Start of Material for the task

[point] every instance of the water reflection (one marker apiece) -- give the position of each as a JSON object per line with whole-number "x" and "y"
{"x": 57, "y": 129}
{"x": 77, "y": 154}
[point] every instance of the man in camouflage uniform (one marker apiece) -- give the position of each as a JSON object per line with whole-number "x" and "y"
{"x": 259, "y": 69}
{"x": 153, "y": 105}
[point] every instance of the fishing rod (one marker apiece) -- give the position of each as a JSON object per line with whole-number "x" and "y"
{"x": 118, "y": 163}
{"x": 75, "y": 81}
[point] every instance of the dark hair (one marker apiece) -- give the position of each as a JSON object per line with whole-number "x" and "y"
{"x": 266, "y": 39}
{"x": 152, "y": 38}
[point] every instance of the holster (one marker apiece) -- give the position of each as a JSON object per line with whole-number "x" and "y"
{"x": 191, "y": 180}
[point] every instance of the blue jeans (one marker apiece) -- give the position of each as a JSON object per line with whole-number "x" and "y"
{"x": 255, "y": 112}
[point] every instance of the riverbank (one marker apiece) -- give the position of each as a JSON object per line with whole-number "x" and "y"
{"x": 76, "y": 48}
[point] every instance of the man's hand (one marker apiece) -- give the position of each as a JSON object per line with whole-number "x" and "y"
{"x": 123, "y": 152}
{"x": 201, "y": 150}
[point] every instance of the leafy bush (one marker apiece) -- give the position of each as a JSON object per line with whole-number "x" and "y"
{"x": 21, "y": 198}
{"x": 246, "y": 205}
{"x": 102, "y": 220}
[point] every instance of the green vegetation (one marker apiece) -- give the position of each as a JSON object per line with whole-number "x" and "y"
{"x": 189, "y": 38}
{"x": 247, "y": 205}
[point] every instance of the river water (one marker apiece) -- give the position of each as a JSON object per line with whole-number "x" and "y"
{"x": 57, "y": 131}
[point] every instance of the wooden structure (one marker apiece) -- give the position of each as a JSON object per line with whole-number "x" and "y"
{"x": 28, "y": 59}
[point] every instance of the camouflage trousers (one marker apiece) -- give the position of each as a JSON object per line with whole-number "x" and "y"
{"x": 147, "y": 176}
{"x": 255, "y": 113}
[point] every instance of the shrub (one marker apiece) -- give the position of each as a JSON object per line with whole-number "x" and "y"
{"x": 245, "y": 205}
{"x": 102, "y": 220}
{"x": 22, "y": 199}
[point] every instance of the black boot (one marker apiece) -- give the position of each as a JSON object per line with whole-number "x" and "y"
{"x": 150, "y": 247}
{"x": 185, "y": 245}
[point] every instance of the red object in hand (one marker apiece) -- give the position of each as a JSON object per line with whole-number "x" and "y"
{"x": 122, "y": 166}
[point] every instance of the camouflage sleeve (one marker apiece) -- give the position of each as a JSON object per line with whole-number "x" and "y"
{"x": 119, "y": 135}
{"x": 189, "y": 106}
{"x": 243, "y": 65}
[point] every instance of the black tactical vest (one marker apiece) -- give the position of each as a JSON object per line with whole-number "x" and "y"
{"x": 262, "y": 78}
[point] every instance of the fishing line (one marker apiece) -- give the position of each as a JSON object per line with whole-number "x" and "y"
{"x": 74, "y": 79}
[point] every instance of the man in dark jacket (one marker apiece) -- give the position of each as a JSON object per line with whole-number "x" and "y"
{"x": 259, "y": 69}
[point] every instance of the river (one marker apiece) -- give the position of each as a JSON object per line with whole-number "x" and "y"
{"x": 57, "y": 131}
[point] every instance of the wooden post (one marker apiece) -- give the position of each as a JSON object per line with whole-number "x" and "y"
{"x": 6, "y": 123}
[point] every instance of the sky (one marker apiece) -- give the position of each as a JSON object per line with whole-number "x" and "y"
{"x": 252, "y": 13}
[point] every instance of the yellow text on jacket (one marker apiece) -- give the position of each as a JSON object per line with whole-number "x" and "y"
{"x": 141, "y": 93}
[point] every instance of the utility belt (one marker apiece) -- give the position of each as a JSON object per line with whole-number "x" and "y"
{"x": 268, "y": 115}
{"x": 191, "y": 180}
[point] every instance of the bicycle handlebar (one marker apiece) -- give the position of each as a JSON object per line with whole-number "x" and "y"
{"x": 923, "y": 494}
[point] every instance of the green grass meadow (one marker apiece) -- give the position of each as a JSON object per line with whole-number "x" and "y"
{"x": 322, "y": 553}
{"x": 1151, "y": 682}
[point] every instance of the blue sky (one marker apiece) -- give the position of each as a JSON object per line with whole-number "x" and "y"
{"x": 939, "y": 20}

End of Material for the task

Please copy the line that contains "[point] every instance of the fishing line" and each line after it through the end of the records, exactly, and no other lines.

[point] every instance of the fishing line (one marker apiece) -- give the position of each as a JSON object per line with whole-number "x" and "y"
{"x": 74, "y": 79}
[point] every instance of the man in dark jacket (one marker apiece) -- give the position of each as a JSON object per line with whole-number "x" and "y"
{"x": 259, "y": 69}
[point] every instance of the river (one marker apiece) -- give the position of each as a JSON object per line with whole-number "x" and "y"
{"x": 57, "y": 131}
[point] every instance of the wooden post (one marker apiece) -- give the position of each as a JSON object per line with whole-number "x" and "y"
{"x": 6, "y": 123}
[point] every instance of the sky (one marker apiece) -- give the position of each as a JSON object per line with whole-number "x" and "y"
{"x": 252, "y": 13}
[point] every instance of the yellow text on jacket (one marker apiece) -- give the position of each as a JSON object per line with whole-number "x" and "y"
{"x": 141, "y": 93}
[point] every instance of the utility belt (one marker apiece) -- give the position of each as a JSON object per line with whole-number "x" and "y"
{"x": 268, "y": 115}
{"x": 191, "y": 180}
[point] every instance of the bicycle handlebar (one marker apiece) -- give the position of each as a JSON object per line with whole-number "x" and "y"
{"x": 923, "y": 494}
[point] every instance of the green grass meadow (one marker apiece) -- give the position of each as a JSON object per line with whole-number "x" and "y"
{"x": 322, "y": 553}
{"x": 1151, "y": 682}
[point] every instance of the blue sky (one marker apiece) -- give the position of each as a JSON object per line with whole-number "x" and "y"
{"x": 939, "y": 20}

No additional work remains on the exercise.